▸ 取り組み方
阪神大震災の記録集を紹介する文章の「1995年1月17日未明、地」から「録し「続ける」営みを志す人々が集まった。」までを、一字も変えずにすべて抜き出してください。

▸ 本文抜粋
本

『阪神大震災から10年/未来の被災者へのメッセージ』

ホンとの本

『阪神大震災から10年/未来の被災者へのメッセージ』
阪神大震災を記録しつづける会編
神戸新聞総合出版センター
\1260
2005.1.17

 1995年1月17日未明、地面のひと揺れ(数が一度という意味ではないにせよ)によって、多くの人の人生が一転した。
 命を失わずに済んだ人々は、まさに懸命にそこから立ち上がった。けれども、現実の壁は大きく、十年経ってもさらに金銭的にも苦しい状況が続いている。精神的な苦しみは、計るよすがもない。
 何か、記録しなければならない。それも、冷たい数字や官公庁的なタテマエでなく、生の声を、それも、たんに感情的なぶちまけや、あらぬ憶測ではなく、自分が体験したありのままの事実を。そして、ただ一過性の、記録しておしまいというのではなく、復興の足取りを、体験者が生きている限り記録し「続ける」営みを志す人々が集まった。
 そうして、ホームページに、手記が集められていった。
 代表の高森一徳さんはコメントする。「ホームページは、重たい体験をされた被災者がその記憶を記録し、思いを発信する場として、また、共通体験をした方々が連帯し、語り、癒しあう場として、大変有効なツールです」(31頁)
 今回の十年目の出版では、新潟県中越地震と重ねて見る視点も編集者は得ている。記録し続けることには、必ず意味がある。
 多くの人々の体験が、一つ一つは短いけれど、ここに詰まっている。読んでいると、辛くて目がそれ以上先へ進めなくなるような文章もある。
 たしかに、今年2005年は十年目ということで、テレビやラジオなどでも盛んに阪神淡路大震災のことが取り上げられた。美しい話がそこにはある。だが、それを敢えて見ない被災者もいる。「美談が悪いのではない。美談の前に必ず苦しみがあったのである。そのことを忘れているようで悲しいのだ」(110頁) その苦しみや悲しみは、何一つ捨てて前進するわけにはゆかないのだ、とその人は語る。
 では、被災者とは言えない私たちには、何ができるだろう。何か助けられたら、と思って行動を起こしても、それでいいのか、何か偽善めいたことではないのか、という思いに苛まれることがある。そういう思いに対して、被災した方に励まされる内容にも巡り会った。「偽善者かも知れないと悩みながら人助けをしている人は偽の偽善者、つまりは真の善者だと私は思う。本当の偽善者は自分を責めたりしないからだ」(160頁)

(画像に基づくグラウンディングデータ)
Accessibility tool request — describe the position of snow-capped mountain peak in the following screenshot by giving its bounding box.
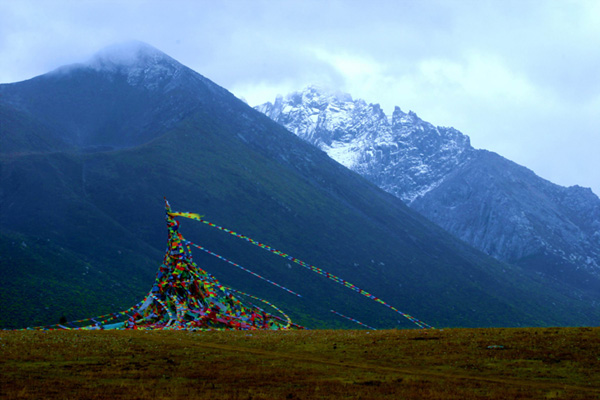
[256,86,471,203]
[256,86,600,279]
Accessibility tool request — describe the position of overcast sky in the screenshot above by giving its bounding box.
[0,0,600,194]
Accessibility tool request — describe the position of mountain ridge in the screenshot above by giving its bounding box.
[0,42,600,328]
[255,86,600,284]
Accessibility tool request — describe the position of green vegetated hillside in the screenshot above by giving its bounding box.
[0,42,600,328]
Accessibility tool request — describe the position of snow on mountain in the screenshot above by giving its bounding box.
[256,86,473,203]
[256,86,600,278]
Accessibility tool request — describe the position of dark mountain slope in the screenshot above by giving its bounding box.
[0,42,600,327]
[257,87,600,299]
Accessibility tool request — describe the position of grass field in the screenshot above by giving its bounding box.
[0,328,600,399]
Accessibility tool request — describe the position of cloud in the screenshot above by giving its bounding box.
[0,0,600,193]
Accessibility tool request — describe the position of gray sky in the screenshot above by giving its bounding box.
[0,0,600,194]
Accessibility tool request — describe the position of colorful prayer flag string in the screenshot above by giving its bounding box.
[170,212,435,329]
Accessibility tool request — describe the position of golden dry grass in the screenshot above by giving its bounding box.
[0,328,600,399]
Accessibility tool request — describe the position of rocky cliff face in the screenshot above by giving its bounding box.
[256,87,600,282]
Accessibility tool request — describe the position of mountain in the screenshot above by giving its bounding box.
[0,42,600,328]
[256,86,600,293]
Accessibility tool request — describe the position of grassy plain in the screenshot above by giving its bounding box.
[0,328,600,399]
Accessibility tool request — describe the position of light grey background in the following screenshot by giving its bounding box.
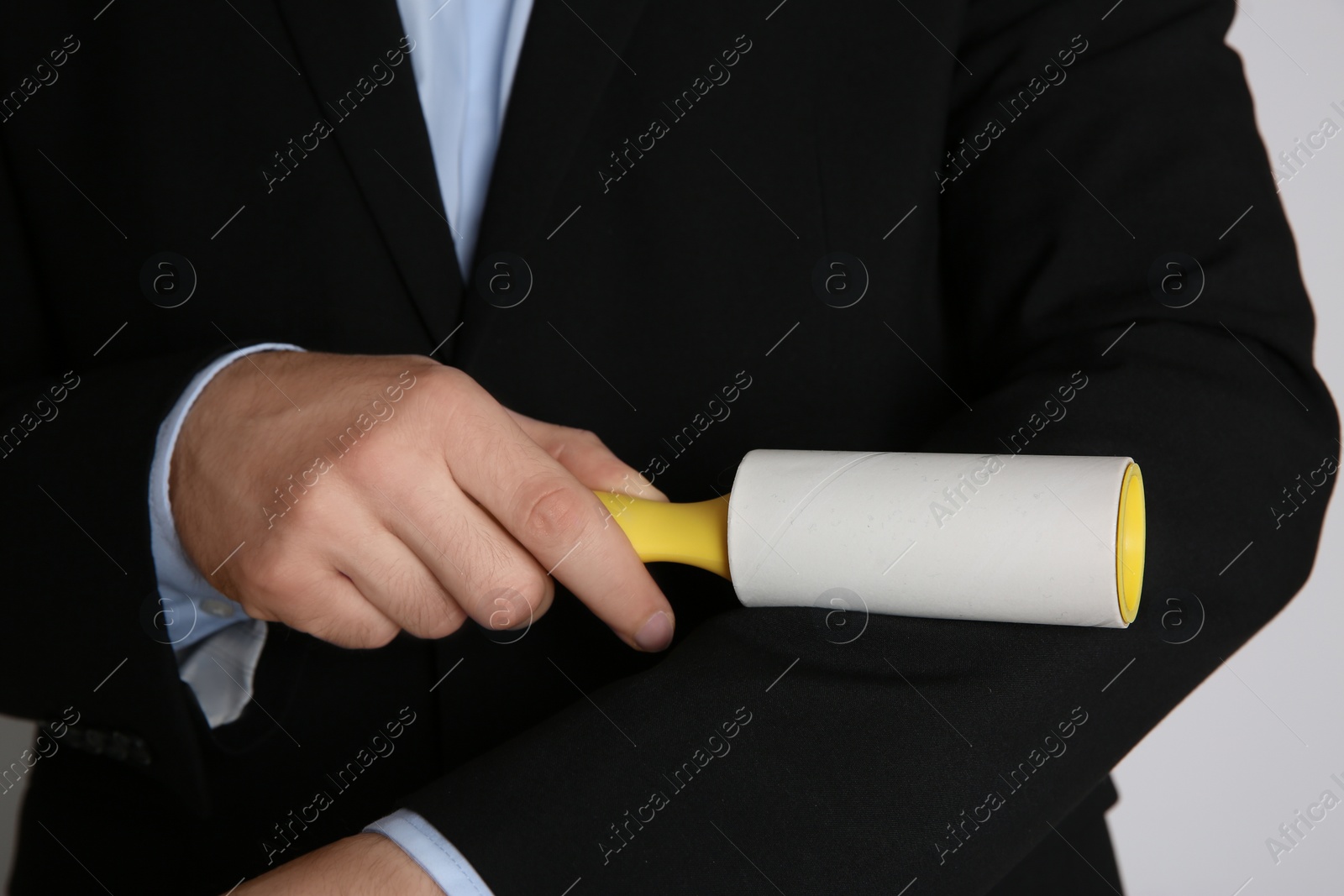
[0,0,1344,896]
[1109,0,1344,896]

▸ 解答例
1995年1月17日未明、地面のひと揺れ(数が一度という意味ではないにせよ)によって、多くの人の人生が一転した。
 命を失わずに済んだ人々は、まさに懸命にそこから立ち上がった。けれども、現実の壁は大きく、十年経ってもさらに金銭的にも苦しい状況が続いている。精神的な苦しみは、計るよすがもない。
 何か、記録しなければならない。それも、冷たい数字や官公庁的なタテマエでなく、生の声を、それも、たんに感情的なぶちまけや、あらぬ憶測ではなく、自分が体験したありのままの事実を。そして、ただ一過性の、記録しておしまいというのではなく、復興の足取りを、体験者が生きている限り記録し「続ける」営みを志す人々が集まった。